* What the task asks *
Exactly the lines from the one containing "Could you please point out the green field" through the end of the data below are to be reproduced, and nothing besides them.

▼

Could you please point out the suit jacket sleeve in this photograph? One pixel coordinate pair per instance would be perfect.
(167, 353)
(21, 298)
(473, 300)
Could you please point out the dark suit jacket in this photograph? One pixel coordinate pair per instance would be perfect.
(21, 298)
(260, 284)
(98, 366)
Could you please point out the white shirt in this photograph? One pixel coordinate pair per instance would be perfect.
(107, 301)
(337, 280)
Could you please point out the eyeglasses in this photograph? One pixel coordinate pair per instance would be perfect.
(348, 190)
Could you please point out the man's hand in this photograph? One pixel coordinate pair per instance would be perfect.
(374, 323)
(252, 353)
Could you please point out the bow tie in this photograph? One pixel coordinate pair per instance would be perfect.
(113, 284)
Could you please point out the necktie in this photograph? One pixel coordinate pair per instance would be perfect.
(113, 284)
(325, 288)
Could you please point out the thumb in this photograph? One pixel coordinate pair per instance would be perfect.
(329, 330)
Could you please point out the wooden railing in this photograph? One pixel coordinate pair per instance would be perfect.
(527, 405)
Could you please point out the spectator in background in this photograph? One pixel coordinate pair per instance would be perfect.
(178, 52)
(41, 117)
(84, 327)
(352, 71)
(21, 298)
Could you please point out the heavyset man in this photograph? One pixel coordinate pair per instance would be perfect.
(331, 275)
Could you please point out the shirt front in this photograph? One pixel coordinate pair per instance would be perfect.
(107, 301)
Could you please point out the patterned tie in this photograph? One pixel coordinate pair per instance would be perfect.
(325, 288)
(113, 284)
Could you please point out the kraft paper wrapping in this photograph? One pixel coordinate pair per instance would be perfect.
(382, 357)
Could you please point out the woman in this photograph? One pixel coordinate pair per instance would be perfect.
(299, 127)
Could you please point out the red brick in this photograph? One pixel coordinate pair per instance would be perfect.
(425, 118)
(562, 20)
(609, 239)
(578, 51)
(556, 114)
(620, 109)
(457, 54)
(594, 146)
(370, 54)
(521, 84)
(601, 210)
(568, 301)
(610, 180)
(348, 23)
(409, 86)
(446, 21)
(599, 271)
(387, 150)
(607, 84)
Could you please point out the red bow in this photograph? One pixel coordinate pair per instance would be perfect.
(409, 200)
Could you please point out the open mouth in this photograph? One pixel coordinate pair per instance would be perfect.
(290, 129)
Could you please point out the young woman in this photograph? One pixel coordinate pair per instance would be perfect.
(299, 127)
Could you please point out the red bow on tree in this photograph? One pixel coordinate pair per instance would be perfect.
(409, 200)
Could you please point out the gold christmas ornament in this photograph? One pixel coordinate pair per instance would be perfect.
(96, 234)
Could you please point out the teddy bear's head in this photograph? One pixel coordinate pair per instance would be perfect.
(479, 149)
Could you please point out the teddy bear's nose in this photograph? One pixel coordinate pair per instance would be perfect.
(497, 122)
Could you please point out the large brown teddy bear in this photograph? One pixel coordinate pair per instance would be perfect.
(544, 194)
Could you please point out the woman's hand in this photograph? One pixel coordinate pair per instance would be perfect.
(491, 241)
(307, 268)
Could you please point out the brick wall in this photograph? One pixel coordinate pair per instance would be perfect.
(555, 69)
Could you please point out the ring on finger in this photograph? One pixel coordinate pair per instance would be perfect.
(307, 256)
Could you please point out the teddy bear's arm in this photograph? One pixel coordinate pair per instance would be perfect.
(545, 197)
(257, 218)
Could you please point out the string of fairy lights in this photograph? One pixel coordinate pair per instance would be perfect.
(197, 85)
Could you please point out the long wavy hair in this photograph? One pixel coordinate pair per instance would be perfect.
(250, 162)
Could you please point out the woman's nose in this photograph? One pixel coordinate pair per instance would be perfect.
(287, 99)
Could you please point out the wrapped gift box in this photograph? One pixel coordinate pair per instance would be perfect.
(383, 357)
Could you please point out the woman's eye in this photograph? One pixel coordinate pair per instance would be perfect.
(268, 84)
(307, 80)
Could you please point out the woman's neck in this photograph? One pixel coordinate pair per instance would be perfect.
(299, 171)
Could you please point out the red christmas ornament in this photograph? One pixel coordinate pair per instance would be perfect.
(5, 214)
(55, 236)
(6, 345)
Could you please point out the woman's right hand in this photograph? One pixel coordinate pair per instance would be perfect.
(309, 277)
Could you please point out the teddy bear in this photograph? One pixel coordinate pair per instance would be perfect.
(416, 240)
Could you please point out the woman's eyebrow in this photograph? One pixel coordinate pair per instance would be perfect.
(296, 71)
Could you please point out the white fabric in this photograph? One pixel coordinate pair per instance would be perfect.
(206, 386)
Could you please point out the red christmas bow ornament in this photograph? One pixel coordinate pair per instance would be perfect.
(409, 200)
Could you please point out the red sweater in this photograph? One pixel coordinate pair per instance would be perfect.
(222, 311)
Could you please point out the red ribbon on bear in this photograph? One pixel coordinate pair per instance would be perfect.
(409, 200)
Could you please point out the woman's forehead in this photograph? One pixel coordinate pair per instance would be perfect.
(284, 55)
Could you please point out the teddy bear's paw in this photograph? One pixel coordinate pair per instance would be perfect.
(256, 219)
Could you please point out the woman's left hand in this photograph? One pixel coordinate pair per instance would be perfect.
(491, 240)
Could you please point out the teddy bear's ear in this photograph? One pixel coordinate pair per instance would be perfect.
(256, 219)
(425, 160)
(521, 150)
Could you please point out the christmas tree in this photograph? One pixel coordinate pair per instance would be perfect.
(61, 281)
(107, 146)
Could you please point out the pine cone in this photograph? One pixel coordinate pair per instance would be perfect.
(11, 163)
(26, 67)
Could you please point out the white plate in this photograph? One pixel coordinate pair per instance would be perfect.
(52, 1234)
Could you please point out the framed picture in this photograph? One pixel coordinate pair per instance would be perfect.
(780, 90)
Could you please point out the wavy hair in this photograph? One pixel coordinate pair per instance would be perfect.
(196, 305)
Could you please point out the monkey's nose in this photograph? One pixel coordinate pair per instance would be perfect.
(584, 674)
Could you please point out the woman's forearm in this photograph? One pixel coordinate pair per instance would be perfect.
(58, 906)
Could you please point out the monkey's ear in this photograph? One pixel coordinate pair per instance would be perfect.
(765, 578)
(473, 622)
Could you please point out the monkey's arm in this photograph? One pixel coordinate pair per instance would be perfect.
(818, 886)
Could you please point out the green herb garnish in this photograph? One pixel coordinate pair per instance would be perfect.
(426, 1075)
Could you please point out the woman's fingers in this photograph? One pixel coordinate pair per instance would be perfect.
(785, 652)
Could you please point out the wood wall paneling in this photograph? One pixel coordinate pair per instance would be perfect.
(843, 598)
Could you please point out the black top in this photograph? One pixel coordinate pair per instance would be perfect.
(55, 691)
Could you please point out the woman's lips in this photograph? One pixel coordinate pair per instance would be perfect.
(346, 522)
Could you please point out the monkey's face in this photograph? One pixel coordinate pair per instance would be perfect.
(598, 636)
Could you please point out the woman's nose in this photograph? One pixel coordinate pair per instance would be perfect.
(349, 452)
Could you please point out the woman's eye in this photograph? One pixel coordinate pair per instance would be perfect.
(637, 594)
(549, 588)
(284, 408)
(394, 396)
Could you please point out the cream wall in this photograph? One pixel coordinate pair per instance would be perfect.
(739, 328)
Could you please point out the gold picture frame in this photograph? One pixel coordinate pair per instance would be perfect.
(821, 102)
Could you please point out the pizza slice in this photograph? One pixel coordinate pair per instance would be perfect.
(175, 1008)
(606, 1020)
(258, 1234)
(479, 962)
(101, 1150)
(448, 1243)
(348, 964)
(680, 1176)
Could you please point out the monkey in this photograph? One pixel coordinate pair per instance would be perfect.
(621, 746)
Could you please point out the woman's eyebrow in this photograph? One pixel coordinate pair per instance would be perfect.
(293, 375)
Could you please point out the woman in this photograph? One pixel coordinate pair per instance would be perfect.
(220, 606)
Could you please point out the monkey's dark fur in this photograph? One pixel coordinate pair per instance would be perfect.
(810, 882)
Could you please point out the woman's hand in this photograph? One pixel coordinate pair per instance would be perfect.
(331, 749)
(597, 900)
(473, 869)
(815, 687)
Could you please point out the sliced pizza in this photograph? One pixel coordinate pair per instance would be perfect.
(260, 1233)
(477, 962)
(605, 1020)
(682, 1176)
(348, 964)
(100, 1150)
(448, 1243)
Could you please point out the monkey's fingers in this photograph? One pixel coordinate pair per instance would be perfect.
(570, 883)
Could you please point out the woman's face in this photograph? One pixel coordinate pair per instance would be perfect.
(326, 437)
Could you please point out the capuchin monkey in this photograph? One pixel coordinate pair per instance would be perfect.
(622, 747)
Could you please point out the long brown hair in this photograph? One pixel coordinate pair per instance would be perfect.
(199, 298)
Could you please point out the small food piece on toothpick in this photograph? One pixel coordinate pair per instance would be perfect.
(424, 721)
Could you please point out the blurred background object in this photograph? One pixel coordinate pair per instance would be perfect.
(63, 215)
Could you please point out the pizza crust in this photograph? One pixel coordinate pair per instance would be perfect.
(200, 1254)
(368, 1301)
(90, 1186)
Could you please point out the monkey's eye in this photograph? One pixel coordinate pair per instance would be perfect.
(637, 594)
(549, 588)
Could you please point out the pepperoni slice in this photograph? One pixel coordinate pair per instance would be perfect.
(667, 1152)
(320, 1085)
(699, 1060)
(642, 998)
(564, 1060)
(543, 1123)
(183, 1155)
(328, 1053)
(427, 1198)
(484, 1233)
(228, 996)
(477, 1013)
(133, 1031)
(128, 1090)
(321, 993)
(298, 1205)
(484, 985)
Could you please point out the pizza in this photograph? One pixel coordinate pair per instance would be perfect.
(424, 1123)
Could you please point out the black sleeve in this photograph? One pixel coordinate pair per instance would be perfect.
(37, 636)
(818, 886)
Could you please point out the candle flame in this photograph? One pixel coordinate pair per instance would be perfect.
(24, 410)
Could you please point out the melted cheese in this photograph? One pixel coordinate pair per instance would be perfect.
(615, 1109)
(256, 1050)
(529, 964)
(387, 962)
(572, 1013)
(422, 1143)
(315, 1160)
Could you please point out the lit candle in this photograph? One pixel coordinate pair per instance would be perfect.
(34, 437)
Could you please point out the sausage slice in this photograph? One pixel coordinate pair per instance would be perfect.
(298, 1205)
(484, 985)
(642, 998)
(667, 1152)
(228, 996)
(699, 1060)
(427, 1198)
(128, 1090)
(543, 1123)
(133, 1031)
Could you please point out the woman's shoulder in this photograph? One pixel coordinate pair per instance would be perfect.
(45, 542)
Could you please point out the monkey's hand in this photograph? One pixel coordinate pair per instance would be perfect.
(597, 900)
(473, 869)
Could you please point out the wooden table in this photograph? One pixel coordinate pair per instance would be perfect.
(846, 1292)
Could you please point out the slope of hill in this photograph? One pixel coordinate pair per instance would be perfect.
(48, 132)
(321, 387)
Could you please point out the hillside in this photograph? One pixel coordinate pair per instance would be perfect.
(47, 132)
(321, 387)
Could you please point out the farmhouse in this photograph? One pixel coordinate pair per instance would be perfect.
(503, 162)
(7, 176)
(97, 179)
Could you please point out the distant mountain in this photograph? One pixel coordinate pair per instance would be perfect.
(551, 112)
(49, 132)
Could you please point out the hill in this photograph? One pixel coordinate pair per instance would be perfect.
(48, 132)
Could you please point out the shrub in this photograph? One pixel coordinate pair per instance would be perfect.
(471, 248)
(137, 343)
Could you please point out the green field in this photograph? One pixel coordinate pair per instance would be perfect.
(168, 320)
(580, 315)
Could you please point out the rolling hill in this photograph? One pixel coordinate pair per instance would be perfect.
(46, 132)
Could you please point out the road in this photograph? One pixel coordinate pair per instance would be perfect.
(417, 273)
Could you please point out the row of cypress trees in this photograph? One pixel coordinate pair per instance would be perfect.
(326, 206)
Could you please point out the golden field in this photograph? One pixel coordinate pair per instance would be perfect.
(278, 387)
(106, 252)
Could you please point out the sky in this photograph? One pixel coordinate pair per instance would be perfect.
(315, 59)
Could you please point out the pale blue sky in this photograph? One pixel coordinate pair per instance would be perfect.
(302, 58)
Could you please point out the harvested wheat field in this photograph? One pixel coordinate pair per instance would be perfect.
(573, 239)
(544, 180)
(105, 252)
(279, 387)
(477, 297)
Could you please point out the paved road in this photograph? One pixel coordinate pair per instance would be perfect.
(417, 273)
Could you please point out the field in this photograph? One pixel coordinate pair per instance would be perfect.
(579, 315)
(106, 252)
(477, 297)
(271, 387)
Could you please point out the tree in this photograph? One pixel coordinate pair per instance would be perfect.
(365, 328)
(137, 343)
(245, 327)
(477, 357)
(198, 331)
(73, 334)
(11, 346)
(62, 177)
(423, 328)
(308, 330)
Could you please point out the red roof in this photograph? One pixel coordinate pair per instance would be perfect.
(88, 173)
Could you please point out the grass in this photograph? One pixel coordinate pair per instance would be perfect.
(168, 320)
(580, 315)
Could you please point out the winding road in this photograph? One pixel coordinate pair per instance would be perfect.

▲

* Written response *
Could you please point out the green field in this photograph? One pixel coordinate pair per instance would be perfect.
(168, 320)
(580, 315)
Could you please point out the rolling hill in this photograph? One pixel coordinate pair per instance would be perfect.
(46, 132)
Could you please point out the road in this photograph? One pixel coordinate pair per instance would be perfect.
(417, 273)
Could you please point out the row of cypress trees in this photograph? One pixel coordinate pair per instance would be perfect.
(326, 206)
Could you please point out the golden field in this photograph? One pixel coordinate pair per instance would be perfect.
(278, 387)
(106, 252)
Could you please point out the sky in this photograph? One pixel coordinate pair per instance would be perfect.
(315, 59)
Could you please point out the pale blue sky in this photograph? One pixel coordinate pair per instance would be perfect.
(302, 58)
Could you please point out the harvested wheat field in this photograph? One pixel coordinate pair per instance would be perfect.
(573, 239)
(544, 180)
(105, 252)
(279, 387)
(477, 297)
Could you please point out the paved road in this photograph? One pixel coordinate pair per instance would be perfect.
(417, 273)
Could you please point out the field in this photograph? One pixel coordinate pair per instance would be perfect.
(579, 315)
(106, 252)
(477, 297)
(271, 387)
Could you please point out the tree in this photograph? One pixel coordinate pair per instance would be perfect.
(365, 328)
(137, 343)
(245, 327)
(477, 357)
(198, 331)
(73, 334)
(11, 346)
(62, 177)
(423, 328)
(308, 330)
Could you please point out the red roof in this photograph? One pixel coordinate pair per instance would be perfect.
(88, 173)
Could you please point out the grass in this photograph? One pixel coordinate pair per instance would be perfect.
(168, 320)
(580, 315)
Could you please point out the winding road in this photograph? One pixel coordinate pair per instance would be perfect.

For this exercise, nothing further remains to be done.